Problem set>
A: In the text below on lifestyle and brain health, put this sentence into Spanish: "A stronger heart means it requires less effort to pump blood."
B: Carry on the piece below about lifestyle habits and brain health, starting right after its last sentence.

--- Extract provided ---

The common assumption is that lifestyle interventions, like diet and exercise, positively affect the heart, kidneys, and lungs – not the brain. However, scientific evidence has been accumulating to suggest the contrary.
Recently, the SPRINT-MIND study funded by the National Institute of Health (NIH) has presented preliminary findings that show a reduction in blood pressure led to a reduced risk for the combination of mild cognitive impairment and dementia.
The study also showed lower increases in white cerebral abnormalities seen using MRI scans, which are associated with increasing risks of dementia.
And when it comes to blood pressure, lifestyle interventions can be powerful tools.
- Healthy diet. Although salt has a well-established link to blood pressure, according to Harvard Health, overall healthy eating patterns like the DASH Diet, the Mediterranean Diet, and the OmniHeart Diet are the best approaches for combating high blood pressure.
- Exercise. A stronger heart means it requires less effort to pump blood. Less effort means less strain on your arteries, and thus, lower blood pressure. According to the Mayo Clinic, both aerobic exercise and weightlifting can have positive, long-term effects on blood pressure.
- Stress management. Stress and chronic anxiety can lead to the release of hormones that constrict blood vessels and raise blood pressure. According to the American Heart Association, practising stress management techniques, like time management, can work wonders for managing stress.
- Sleep. Interruptions to sleep, like sleep apnea, restless leg syndrome, and even sleep deprivation are known to increase risk of hypertension.
Brain Health Declines Over Time – Start Living Healthy, Today
Alzheimer’s Disease, the 6th leading cause of death in the U.S., affects over 5 million Americans. And that number is expected to triple by 2050.
And there are no known cures for Alzheimer’s Disease.
The good news is that you can lower your risk by following these healthy lifestyle guidelines. It’s easy to think we are beholden entirely to our genetics. And while genetics clearly play a role, Dr. Sherzai of Loma Linda Medical Center suggests the majority of dementia risk lies in lifestyle and environmental factors.

--- Data listing ---

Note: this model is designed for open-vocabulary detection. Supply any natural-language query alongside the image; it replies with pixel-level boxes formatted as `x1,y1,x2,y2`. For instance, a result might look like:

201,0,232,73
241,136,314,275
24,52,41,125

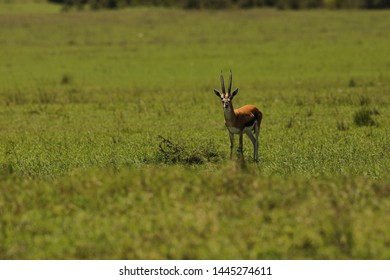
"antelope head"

---
--- Data listing ---

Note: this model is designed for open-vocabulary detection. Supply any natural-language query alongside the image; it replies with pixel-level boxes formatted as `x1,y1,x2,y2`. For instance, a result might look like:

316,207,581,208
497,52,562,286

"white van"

---
--- Data listing ---

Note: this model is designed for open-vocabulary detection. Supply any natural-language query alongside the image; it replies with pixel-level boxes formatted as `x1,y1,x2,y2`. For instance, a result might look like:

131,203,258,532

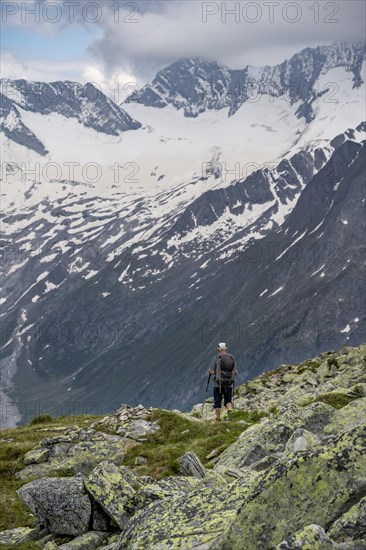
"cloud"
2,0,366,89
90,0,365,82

---

Numbered answers>
A: Un corazón más fuerte significa que necesita menos esfuerzo para bombear sangre.

B:
In fact, Dr. Sherzai suggests 90% of Alzheimer’s Disease cases are preventable.
Healthy Dietary Patterns Go a Long Way Towards Reducing Alzheimer’s Disease Risk
Three large prospective studies in Chicago, New York, and Rotterdam found strong correlations between higher intake of total fat, saturated fats, and trans-fats with an increased risk of Alzheimer’s Disease.
And as the NIH study suggests, other epidemiological studies, like this study using data from the China Health and Nutrition survey, show a correlation between high salt diets, hypertension, and cognitive decline.
Healthy dietary patterns like the Mediterranean diet and the DASH diet that are based upon whole foods. Plant-heavy dietary patterns have become well established as protective against cardiovascular disease, diabetes, and hypertension.
And as systematic reviews “indicate that the Mediterranean diet could play a major role in cognitive health and risk of Alzheimer’s disease and dementia,” these benefits extend even further.
Lifestyle interventions are growing as a powerful first-line tool for reducing risks of declining brain health. And it’s never too late to start!
Do you ever feel like you’re not as sharp or as focused as you used to be?
Or do you often forget where you put your phone or can’t recall shopping lists or important details like your internet banking password?
You’re not alone.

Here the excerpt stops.